Task: Leave out the pictures, and retype the remaining data exactly.

───── Input data ─────

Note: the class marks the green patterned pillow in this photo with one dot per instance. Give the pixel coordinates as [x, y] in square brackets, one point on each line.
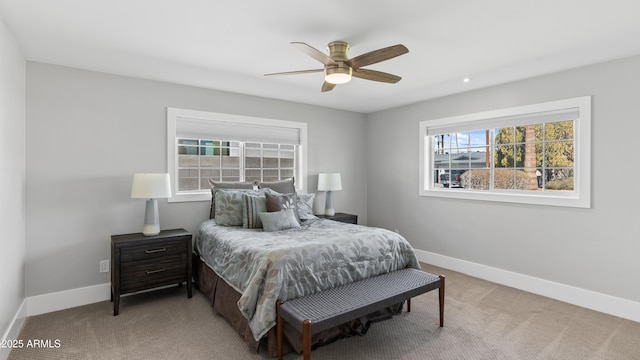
[251, 207]
[229, 205]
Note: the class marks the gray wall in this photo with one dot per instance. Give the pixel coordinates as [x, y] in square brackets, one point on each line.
[595, 249]
[88, 133]
[12, 180]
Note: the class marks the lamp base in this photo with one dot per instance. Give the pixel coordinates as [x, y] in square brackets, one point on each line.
[151, 225]
[328, 205]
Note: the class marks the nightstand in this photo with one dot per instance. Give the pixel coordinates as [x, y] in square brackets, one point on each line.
[342, 217]
[141, 262]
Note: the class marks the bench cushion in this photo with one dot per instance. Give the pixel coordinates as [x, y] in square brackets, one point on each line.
[338, 305]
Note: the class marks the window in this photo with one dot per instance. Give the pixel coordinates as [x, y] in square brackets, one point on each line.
[536, 154]
[203, 145]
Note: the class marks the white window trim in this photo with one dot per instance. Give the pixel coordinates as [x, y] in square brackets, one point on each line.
[205, 195]
[580, 197]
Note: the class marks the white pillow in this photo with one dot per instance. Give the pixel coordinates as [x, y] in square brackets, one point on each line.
[279, 220]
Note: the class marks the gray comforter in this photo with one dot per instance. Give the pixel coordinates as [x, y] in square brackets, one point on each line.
[321, 254]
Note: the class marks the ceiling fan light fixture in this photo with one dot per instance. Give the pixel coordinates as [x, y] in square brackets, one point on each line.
[337, 75]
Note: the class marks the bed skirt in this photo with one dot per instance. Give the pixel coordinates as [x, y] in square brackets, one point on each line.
[224, 299]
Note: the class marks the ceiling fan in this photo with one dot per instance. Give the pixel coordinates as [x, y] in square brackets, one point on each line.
[339, 69]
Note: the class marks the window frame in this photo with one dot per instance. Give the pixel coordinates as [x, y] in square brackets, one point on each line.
[580, 197]
[205, 195]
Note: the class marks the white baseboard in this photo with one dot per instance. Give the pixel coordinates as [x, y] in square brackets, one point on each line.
[14, 328]
[573, 295]
[61, 300]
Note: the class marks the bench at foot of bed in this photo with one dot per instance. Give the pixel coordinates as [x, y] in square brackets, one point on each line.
[316, 312]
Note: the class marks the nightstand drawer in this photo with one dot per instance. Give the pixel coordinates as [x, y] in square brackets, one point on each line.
[138, 275]
[152, 250]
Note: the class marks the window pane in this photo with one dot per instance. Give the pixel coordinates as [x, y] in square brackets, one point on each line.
[559, 130]
[479, 138]
[286, 173]
[504, 179]
[559, 153]
[210, 161]
[476, 179]
[504, 156]
[559, 179]
[252, 162]
[270, 175]
[270, 162]
[251, 175]
[504, 136]
[230, 161]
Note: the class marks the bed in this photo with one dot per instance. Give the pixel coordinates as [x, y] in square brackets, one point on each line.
[244, 269]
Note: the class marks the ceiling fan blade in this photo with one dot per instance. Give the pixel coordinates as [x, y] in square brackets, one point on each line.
[375, 75]
[327, 86]
[314, 53]
[377, 56]
[295, 72]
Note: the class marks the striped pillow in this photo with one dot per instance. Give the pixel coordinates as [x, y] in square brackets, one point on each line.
[251, 207]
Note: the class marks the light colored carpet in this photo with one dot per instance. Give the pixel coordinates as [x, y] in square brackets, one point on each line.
[482, 321]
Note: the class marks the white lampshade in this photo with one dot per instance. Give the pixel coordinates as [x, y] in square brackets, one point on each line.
[338, 75]
[150, 186]
[329, 182]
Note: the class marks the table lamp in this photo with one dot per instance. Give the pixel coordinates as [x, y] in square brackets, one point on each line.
[151, 187]
[329, 183]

─────

Your response:
Note: the class marks the green patterned pillow in this photo with one dot per instance. Give the pixel coordinates as [x, y] in square brackets, one point on each line.
[251, 207]
[229, 205]
Note: the class marks the gray wall in this photo with one dot per instance. Give the pixel coordinates as [x, y] in square brackets, one point on each line.
[595, 249]
[88, 133]
[12, 180]
Note: the class marks the lamp base in this photo with one dot per instance. Give the pixel coordinates as [x, y] in square brackets, one point on each line.
[151, 225]
[328, 205]
Note: the class marks the nightstand in this photo with one dot per instance. Give the pixel coordinates as [x, y] in square brackets, one point on each line.
[342, 217]
[141, 262]
Note: the class marks the bench cushion in this photo with one dot per instance. Give the pixel coordinates as [x, y] in square brackets, one point on each line.
[338, 305]
Note: the class marks the window in this photo with one dot per instance. Give the pixel coordinates as [x, y] in square brackets, one point on each line.
[536, 154]
[203, 145]
Note: the class marks the white window trim in this photo with one dot per instance. Give the pixel coordinates as [x, y] in square brackets, one point on each line.
[205, 195]
[580, 197]
Note: the class marks the white pillow in this photo with one dot per instance. Give the pixel coordinates as [x, y] in square brackets, one point on each line.
[279, 220]
Note: the class marks the gray comforter in this photo with one dot per instance. Give the pixel coordinates as [x, y] in square brackets, one point on each line.
[321, 254]
Note: the class marks the ceiling fan light fixture in this photo with one dot per instance. Give the pixel coordinates as [x, y] in square brackets, one point on each line.
[337, 75]
Note: the class marks the bed skirt in this photo with one dot per instance. Give the pixel coordinates as [x, y] in square brackets, one point on each line.
[224, 299]
Note: the class marks the ceiling fan in this photo with one dot per instance. Give the pixel coordinates as [x, y] in square brackets, one point on each line.
[339, 69]
Note: the class marks the window frame in this photo with one dot per instance. Give the pixel coordinates as [x, y] in square brackets, one point on each line.
[580, 197]
[205, 195]
Note: the class marks the white baseboard in this photo with one dot per instance. Give the pixel coordinates as [x, y] in square brackets, one point on each line.
[14, 328]
[573, 295]
[61, 300]
Note: the class marks the bench at foot of bed in this photo with one dot per instance. Give the pixel coordinates as [x, y] in square brackets, one point on each line.
[316, 312]
Note: the class marks the nightstand drawer in this photo with one dot per instance. Give the pixel coordinates as [x, y] in square brackets, one point on each line.
[138, 275]
[152, 250]
Note: the class marks the window pane in this photo with one dot per instance. Give the pixel coordinates as [x, y] in square brackets, one point on each line.
[559, 130]
[479, 138]
[286, 173]
[504, 179]
[559, 153]
[210, 161]
[476, 179]
[504, 156]
[559, 179]
[252, 162]
[270, 175]
[270, 162]
[251, 175]
[504, 136]
[230, 161]
Note: the class marks the bed in this photo with one dot per instance. Give the pixel coordinates as [x, y] in square brackets, one point on each line.
[244, 269]
Note: the class marks the ceiling fan blade in this photo with one dot per instance. Give the pixel coordinates as [x, y] in square brackets, one point on each line.
[375, 75]
[327, 86]
[314, 53]
[377, 56]
[295, 72]
Note: the class marks the striped pillow in this photo with one dot per instance. Give the pixel coordinates as [x, y] in square brackets, one point on each line.
[251, 207]
Note: the class marks the light colored carpet in this photo with one dot per instance. Give the pixel coordinates as [x, y] in square brackets, one point on each line.
[482, 321]
Note: the class marks the white lampshade in this photo with one dot per instance. Give the pixel coordinates as [x, y] in square brackets, one point on each line.
[338, 75]
[150, 186]
[329, 182]
Note: the class marks the table lamp in this photo with one dot per instance. Give the pixel coordinates as [x, y] in square brackets, one point on each line.
[151, 187]
[329, 183]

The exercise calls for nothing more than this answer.